Scan the records below and copy every line that contains the string "airplane".

#### Supplied records

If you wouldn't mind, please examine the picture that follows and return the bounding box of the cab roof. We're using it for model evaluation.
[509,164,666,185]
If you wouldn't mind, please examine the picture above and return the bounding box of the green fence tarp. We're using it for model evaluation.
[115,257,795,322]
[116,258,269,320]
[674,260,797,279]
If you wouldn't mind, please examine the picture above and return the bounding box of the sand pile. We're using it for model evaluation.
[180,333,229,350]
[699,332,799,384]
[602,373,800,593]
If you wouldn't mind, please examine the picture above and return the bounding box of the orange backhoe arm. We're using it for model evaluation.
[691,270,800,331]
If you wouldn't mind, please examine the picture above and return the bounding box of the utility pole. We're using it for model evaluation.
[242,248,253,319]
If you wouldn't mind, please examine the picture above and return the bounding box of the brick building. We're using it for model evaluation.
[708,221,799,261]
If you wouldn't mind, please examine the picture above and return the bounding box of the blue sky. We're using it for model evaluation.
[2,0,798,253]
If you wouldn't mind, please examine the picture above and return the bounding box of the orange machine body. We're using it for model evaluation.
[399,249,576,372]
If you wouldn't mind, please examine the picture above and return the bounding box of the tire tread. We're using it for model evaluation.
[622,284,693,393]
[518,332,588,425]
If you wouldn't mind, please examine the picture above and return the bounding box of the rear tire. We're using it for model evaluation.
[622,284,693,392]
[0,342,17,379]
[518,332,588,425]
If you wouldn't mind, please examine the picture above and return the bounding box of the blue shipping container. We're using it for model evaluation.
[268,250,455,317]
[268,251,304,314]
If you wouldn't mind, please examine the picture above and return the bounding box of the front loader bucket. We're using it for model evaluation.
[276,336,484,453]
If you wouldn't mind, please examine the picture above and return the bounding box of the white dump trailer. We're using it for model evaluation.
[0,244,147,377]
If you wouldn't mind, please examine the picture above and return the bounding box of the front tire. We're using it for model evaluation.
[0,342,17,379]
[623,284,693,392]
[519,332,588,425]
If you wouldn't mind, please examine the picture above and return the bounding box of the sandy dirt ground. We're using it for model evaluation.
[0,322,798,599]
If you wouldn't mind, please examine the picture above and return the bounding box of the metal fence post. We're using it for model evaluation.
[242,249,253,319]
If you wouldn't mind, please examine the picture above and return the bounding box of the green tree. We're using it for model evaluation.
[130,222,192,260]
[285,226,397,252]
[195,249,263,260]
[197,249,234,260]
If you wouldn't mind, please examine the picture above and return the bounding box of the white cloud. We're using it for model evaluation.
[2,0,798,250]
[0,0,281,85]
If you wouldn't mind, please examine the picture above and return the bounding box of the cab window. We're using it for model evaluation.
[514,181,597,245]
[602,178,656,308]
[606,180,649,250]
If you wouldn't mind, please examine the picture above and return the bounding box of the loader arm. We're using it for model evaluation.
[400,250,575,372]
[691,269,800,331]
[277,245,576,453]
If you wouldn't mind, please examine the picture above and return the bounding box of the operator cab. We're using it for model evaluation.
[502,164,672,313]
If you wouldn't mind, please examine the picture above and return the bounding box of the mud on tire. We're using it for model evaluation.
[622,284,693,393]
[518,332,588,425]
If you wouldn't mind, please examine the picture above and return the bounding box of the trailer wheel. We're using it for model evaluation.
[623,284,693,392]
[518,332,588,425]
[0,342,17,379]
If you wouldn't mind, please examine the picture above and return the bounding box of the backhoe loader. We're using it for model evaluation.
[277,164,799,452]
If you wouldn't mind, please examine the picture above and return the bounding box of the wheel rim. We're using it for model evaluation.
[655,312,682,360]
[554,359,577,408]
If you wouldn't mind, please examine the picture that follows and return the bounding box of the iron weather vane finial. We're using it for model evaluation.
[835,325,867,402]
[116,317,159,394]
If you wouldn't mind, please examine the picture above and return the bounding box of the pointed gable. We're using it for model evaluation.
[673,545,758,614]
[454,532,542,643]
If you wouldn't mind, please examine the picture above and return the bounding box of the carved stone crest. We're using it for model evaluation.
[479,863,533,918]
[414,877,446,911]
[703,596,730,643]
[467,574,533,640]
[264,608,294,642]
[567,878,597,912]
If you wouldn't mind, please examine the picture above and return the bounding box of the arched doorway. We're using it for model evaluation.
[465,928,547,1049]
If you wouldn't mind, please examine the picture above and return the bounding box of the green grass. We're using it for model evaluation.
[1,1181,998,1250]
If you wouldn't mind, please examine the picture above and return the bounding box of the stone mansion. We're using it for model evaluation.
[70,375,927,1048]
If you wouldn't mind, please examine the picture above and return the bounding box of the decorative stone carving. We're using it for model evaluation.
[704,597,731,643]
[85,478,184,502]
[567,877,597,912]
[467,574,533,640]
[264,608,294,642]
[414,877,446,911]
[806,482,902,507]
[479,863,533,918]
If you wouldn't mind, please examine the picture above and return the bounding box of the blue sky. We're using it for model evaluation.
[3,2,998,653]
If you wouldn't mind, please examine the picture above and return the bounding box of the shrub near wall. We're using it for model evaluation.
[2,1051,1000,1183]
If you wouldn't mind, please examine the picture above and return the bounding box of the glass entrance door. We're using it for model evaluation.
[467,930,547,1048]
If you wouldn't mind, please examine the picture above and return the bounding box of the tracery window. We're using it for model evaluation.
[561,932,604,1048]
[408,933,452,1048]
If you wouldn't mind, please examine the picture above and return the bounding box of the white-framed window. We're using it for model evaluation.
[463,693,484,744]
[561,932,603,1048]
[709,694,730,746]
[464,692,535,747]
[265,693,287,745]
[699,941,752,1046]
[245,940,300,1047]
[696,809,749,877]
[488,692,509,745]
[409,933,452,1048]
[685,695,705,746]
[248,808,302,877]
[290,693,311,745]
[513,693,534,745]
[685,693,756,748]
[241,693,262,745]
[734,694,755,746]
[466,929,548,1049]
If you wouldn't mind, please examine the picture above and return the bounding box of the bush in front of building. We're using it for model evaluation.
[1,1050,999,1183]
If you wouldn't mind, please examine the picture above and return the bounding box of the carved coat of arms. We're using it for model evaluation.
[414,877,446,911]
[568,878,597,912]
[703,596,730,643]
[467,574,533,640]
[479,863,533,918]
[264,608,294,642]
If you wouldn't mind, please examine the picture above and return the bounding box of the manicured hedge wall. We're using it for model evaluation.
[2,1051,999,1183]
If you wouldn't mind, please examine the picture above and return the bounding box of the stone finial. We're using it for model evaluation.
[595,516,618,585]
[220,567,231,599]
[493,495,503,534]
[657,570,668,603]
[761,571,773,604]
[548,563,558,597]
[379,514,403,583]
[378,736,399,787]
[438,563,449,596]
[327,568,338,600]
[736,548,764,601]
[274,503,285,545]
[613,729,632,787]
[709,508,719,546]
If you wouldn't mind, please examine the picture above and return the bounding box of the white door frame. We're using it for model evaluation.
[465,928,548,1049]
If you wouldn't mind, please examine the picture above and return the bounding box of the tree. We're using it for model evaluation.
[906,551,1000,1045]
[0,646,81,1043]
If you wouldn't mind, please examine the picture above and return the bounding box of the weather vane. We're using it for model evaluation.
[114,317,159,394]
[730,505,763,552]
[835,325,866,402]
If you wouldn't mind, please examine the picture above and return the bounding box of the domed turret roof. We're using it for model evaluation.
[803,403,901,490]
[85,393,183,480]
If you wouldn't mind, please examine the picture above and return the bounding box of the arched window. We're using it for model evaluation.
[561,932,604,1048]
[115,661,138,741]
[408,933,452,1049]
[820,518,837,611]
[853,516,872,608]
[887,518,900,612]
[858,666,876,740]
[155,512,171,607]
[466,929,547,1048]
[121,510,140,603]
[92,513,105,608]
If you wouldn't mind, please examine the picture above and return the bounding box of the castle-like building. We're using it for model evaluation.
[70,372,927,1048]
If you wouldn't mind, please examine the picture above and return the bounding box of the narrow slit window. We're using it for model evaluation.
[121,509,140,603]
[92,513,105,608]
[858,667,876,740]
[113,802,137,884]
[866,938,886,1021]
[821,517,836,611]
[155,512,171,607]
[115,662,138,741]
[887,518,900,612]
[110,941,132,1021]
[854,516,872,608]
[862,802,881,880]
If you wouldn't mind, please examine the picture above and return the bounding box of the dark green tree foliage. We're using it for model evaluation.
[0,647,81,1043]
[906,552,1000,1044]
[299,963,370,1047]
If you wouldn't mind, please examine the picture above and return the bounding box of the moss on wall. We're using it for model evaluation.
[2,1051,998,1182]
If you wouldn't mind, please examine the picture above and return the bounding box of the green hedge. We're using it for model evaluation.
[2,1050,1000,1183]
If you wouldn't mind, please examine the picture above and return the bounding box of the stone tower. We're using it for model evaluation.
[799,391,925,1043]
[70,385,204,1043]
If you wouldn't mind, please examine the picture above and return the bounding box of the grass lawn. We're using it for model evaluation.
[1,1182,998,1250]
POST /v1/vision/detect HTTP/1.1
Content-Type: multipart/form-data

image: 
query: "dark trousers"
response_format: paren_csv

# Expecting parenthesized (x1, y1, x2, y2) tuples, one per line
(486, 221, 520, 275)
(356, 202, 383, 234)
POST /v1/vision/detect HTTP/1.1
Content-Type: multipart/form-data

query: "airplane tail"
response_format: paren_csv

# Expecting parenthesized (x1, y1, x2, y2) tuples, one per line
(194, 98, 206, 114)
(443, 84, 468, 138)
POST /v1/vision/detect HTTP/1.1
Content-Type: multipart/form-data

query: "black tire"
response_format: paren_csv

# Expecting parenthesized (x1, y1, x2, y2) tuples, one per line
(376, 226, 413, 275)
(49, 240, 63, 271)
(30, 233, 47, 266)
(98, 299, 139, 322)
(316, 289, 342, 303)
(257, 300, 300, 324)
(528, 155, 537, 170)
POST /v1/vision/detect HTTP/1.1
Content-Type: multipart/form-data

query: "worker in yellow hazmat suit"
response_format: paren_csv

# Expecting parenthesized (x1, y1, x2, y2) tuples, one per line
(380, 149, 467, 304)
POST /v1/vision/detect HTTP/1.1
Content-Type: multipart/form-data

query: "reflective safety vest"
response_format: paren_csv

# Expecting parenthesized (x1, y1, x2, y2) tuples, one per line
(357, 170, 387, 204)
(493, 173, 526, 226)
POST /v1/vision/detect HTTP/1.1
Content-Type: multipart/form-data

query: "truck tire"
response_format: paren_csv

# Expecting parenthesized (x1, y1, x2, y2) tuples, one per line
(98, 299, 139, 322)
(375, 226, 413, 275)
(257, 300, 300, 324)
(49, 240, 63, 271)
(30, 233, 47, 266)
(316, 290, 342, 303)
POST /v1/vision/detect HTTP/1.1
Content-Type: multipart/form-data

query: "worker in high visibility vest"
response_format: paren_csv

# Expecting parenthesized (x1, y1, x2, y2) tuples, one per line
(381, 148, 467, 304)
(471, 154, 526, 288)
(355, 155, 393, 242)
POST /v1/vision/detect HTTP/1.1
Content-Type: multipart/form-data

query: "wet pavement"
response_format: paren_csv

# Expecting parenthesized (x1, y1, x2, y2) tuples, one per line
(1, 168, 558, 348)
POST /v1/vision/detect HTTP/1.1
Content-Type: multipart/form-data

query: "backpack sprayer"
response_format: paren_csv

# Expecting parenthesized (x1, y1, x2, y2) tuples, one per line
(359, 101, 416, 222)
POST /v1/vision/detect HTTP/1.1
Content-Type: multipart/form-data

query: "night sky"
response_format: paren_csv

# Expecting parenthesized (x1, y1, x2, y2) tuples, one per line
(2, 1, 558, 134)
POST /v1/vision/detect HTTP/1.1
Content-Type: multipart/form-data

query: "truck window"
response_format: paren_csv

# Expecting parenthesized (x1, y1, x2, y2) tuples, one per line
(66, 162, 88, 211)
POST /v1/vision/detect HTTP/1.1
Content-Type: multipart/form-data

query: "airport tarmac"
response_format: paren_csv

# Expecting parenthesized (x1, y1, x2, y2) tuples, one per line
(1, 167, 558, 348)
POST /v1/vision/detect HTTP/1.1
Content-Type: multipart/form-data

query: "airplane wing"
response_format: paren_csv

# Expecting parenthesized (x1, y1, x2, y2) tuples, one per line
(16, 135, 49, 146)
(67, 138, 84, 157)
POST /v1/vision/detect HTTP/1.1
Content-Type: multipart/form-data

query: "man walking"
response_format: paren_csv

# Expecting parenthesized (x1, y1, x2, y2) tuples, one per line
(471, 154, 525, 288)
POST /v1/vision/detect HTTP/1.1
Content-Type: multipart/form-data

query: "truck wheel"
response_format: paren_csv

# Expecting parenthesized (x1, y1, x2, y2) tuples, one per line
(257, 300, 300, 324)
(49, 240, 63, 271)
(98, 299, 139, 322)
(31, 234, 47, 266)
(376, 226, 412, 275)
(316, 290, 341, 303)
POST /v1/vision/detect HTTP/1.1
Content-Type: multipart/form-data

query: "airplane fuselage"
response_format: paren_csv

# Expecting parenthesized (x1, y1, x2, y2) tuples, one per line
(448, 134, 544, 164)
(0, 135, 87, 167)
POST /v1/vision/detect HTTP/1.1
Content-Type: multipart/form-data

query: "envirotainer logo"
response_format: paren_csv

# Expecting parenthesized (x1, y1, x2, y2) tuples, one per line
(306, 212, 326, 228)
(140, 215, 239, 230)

########

Final answer.
query: "airplane tail"
query: "airplane wing"
query: "airplane fuselage"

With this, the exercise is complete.